___ PROVIDED PASSAGE ___

The proposed models are tested with grain growth data from an (nanocrystalline) aluminium sample found in previous publications [[9-11,21-23], and references therein] which are E (r)0 = 4 nm, CV (r)0 = 0.3, M0' = 0.01 nm2 s-1, v (r, t) = CC/rm, m = 4, CC = 12, a = 0.90, D = 10-4, < rc > = 1.95 < r >, h0 = 0.25 nm, Tm () = 933.47 K, Hm () = 10.71 K J mol-1, σ0' = 16.7 MPa, Kt = 1.3, σ0 = 15.40 MPa, Kd = 1301.77 MPa nm1/2, R = 8.31 J K-1 mol-1 and Tr = 300 K. To be consistent with the reports in the literature, the percentage deviations from spherical grains are also dealt with here. The results obtained are presented in the plots below. The results are compared with the results and explanations that other authors have obtained in the literature.

To minimise the cloudy explanation of all the variables presented on the plots, the plots should be interpreted as follows: there are x- and y-axes used. The plots (e.g. (yield stress) versus (2-D Shape PathTotal)) indicate variations of the y-axis values (e.g. yield stress) as a function of the x-axis values (e.g. 2-D Shape PathTotal (which is when analysis is done following the path of the 2-D shape function due to the TOTAL process)). The variables corresponding to the y-axes are labelled on the plots.

It can be observed from Figure 1 that different mechanisms of grain growth impart different natures of evolution of grain shape. It is remarkably observed that completely different natures of evolution of the grain shape are revealed when dealing with 2-D and 3-D analyses (see Figure 1). This is typical of experimental revelation since 2-D analyses are subjects of the orientations of the cutting planes (i.e. cross sections) across the materials on which observations are done, i.e. in 2-D observations, a grain may appear circular from an orientation of the cutting plane, while it might appear to have quite a different shape in another orientation. Although the 3-D form functions used in this report are different (i.e. 3-DArea and 3-DPerimeter), it is revealed that their 'natures' of evolution are identical for the corresponding mechanisms of grain growth (see Figures 1b, c). The differences in the 'extents' to which the different 3-D form functions evolve are revealed in Figures 1e and 1f where their percentage deviations from spherical grains are presented.

Figure 1.

Figure 1

Evolution as a function of mean grain size. Evolution as a function of mean grain size of (a) 2-D grain shape function, (b) 3-DArea form function, (c) 3-DPerimeter form function, (d) 2-D percent deviation from spherical shape, (e) 3-DArea percent deviation from spherical shape and (f) 3-DPerimeter percent deviation from spherical shape, corresponding to different mechanisms of grain growth (i.e. corresponding to TOTAL process, GBM mechanism and GRC mechanism).

___ RECORDS ___

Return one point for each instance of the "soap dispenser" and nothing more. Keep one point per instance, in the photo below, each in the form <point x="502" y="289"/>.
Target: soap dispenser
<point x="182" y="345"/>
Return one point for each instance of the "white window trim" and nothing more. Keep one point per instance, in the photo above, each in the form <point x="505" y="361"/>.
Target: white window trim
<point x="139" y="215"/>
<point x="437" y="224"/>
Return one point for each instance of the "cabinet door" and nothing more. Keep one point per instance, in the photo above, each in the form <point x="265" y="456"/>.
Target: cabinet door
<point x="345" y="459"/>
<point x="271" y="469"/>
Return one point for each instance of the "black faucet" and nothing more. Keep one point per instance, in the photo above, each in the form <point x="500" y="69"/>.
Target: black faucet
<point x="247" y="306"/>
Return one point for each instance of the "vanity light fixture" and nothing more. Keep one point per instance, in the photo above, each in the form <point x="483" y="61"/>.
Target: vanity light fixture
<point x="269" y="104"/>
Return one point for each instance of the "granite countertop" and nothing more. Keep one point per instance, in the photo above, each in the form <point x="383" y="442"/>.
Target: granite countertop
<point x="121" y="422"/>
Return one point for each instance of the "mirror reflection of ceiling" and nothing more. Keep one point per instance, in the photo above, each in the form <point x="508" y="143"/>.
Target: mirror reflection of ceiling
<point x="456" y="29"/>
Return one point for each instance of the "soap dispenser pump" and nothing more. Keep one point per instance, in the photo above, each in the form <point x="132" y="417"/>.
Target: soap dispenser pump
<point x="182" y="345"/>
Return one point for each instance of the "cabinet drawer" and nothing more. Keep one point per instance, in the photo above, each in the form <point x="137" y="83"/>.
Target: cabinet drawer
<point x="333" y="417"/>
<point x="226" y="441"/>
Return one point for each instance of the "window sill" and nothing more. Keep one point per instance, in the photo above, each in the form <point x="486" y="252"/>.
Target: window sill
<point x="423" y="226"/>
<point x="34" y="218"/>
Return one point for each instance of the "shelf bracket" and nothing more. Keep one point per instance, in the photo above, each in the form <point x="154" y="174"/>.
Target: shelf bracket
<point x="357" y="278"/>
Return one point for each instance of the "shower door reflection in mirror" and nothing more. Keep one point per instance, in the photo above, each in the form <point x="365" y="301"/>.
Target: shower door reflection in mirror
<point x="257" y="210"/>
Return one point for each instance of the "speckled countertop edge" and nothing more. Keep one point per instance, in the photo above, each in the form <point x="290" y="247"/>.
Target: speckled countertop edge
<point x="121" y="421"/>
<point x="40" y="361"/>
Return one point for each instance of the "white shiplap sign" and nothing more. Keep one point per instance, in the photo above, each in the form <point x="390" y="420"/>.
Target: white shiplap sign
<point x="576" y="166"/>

___

# [EXERCISE REQUIREMENTS]
**a)** In the grain growth text, replace "plots" with "graphs" and write out the part from "The proposed models" to "in the literature.".
**b)** Which two 3-D form functions does the grain growth text say are used in the report?

# [ANSWERS]
**a)**
The proposed models are tested with grain growth data from an (nanocrystalline) aluminium sample found in previous publications [[9-11,21-23], and references therein] which are E (r)0 = 4 nm, CV (r)0 = 0.3, M0' = 0.01 nm2 s-1, v (r, t) = CC/rm, m = 4, CC = 12, a = 0.90, D = 10-4, < rc > = 1.95 < r >, h0 = 0.25 nm, Tm () = 933.47 K, Hm () = 10.71 K J mol-1, σ0' = 16.7 MPa, Kt = 1.3, σ0 = 15.40 MPa, Kd = 1301.77 MPa nm1/2, R = 8.31 J K-1 mol-1 and Tr = 300 K. To be consistent with the reports in the literature, the percentage deviations from spherical grains are also dealt with here. The results obtained are presented in the graphs below. The results are compared with the results and explanations that other authors have obtained in the literature.

**b)** 3-DArea and 3-DPerimeter.